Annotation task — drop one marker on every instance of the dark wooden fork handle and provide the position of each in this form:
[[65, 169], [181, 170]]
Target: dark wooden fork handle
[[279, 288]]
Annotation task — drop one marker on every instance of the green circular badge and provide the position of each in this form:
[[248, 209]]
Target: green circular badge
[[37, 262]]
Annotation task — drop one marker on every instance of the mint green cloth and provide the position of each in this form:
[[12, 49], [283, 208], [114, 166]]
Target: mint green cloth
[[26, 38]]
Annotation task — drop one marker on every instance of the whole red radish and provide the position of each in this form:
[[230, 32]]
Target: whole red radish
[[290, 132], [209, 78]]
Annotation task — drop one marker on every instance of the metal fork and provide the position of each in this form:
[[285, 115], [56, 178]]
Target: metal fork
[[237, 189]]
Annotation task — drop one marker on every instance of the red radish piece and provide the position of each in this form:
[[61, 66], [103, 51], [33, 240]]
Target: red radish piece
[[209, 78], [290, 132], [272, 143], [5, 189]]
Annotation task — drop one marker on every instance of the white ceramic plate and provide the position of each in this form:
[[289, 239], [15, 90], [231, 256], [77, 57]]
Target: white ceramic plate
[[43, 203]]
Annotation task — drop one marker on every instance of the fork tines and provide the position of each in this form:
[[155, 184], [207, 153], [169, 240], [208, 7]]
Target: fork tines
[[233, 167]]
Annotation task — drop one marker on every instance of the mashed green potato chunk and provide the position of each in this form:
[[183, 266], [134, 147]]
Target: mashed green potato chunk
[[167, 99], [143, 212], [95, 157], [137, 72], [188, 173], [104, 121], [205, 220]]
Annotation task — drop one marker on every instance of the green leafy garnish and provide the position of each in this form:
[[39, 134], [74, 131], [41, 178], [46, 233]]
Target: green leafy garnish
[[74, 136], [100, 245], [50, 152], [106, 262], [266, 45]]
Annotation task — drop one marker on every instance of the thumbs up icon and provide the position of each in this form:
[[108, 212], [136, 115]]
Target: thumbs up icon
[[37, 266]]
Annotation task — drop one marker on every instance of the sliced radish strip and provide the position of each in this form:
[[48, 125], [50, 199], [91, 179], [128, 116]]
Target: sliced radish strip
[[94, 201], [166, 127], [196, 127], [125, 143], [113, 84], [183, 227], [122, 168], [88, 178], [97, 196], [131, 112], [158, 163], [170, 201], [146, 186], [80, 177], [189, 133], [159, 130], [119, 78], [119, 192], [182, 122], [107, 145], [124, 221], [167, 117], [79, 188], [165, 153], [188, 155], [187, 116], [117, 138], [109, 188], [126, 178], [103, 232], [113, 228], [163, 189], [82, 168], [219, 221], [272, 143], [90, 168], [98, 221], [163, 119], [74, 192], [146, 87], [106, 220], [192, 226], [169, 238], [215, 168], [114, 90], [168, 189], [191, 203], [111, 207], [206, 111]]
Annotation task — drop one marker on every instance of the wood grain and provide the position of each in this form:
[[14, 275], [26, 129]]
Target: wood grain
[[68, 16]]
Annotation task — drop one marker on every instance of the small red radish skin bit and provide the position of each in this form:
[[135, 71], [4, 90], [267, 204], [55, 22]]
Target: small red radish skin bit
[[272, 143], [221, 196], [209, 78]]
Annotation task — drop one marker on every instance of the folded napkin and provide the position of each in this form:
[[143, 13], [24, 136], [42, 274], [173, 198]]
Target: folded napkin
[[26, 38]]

[Goal] Repeat the rows word for word, from the first line down through the line that contains "[[290, 132], [209, 78]]", including that line.

[Exercise output]
Annotation task — drop one marker on every instance of the dark wooden fork handle and provide the position of each in this form:
[[65, 169], [181, 170]]
Target: dark wooden fork handle
[[279, 288]]
Annotation task — drop one marker on every instance of the green circular badge and provide the position of each in this form:
[[248, 209]]
Target: green circular badge
[[37, 262]]
Annotation task — drop one marker on every instance of the mint green cloth and provide the position of each in this form:
[[12, 49], [283, 208], [114, 166]]
Target: mint green cloth
[[26, 38]]
Annotation task — drop one marker on every instance of the whole red radish and provide the position of each in this form:
[[230, 32]]
Target: whole red radish
[[290, 132], [209, 78]]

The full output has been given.